• THE PROBLEM:
Would you quote the material below in full and unchanged?

-----

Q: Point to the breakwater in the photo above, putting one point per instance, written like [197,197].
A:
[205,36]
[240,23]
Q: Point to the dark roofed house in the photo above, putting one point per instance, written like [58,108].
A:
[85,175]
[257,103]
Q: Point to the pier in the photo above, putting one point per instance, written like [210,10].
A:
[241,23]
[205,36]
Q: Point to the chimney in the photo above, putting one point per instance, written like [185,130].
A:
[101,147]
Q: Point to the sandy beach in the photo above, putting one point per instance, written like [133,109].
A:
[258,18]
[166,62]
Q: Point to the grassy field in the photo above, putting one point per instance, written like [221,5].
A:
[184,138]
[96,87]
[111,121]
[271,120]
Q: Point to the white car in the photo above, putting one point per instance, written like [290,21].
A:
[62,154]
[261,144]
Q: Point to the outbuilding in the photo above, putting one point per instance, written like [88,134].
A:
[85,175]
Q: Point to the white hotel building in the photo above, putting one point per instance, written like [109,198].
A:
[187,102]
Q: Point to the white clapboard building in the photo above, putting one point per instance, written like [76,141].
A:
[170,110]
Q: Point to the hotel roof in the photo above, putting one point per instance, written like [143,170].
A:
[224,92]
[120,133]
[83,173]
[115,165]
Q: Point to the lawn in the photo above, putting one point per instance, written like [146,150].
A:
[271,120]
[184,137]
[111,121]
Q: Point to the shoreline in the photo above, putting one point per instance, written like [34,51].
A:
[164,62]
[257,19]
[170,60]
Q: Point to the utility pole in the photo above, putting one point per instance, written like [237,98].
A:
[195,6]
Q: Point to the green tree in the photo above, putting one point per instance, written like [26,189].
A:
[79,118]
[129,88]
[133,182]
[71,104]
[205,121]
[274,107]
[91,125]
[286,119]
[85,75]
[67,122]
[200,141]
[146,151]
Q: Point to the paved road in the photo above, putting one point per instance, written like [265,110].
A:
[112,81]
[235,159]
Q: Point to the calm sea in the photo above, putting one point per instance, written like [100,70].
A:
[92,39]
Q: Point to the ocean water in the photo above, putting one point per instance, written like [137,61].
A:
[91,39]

-----

• CORRECT ANSWER:
Q: Point to the breakwater in the photo above, putting one point per instance, written like [197,197].
A:
[205,36]
[240,23]
Q: Point to the dark roofed house in the photo above, putting one point per instance, written like [58,108].
A:
[85,175]
[257,103]
Q: Point to the pier in the photo above, putting one point per instance, written like [210,10].
A:
[241,23]
[205,36]
Q: Point to the chimney in the photo above, putting one point per instance, written like [185,130].
A:
[101,147]
Q: Point to the sandy beach in the photo above, putting one point per instance, written like [133,109].
A:
[258,18]
[166,62]
Q: Point to the grassy field in the photo above, putting one point per instance, written like [221,5].
A:
[184,138]
[96,87]
[111,121]
[271,120]
Q: Point to the white car in the photo above, putting one point per instance, written like [290,21].
A:
[62,154]
[261,144]
Q: Point to the outbuilding in the photo above, putting one point per instance, written like [88,134].
A:
[85,175]
Q: Point to the white hotel building in the photo above, putting one point per instance, written like [109,198].
A:
[187,102]
Q: Point to the white clapboard building in the photo above, putting one point per instance, written like [76,141].
A:
[170,110]
Q: Point to the hotel roof in the photo above, putting one point per instance, written like [143,170].
A:
[224,92]
[120,133]
[83,173]
[115,165]
Q: Point to the lawn in the photo above, putting one point per instance, written like [146,150].
A:
[271,120]
[184,137]
[111,121]
Q: Point to the shoreline in the photo above, putting one point per instance, written like [34,51].
A:
[164,62]
[257,19]
[170,60]
Q: Point to the utility pole in the photo above, putting one point per instance, written like [237,98].
A:
[195,6]
Q: Point to the green tree in the photo above, putting one point per instance, written like [26,189].
A:
[79,118]
[129,88]
[133,182]
[71,104]
[205,121]
[274,107]
[91,125]
[286,119]
[85,75]
[67,122]
[200,141]
[146,151]
Q: Point to the paved road in the photo above, putting one point per instance, written like [265,110].
A:
[112,81]
[235,159]
Q: Point to the calm sea in the photo above, putting one point per instance, written like [100,70].
A:
[92,39]
Q: Point to the ocean water in the photo above, putting one point per instance, written like [137,61].
A:
[91,39]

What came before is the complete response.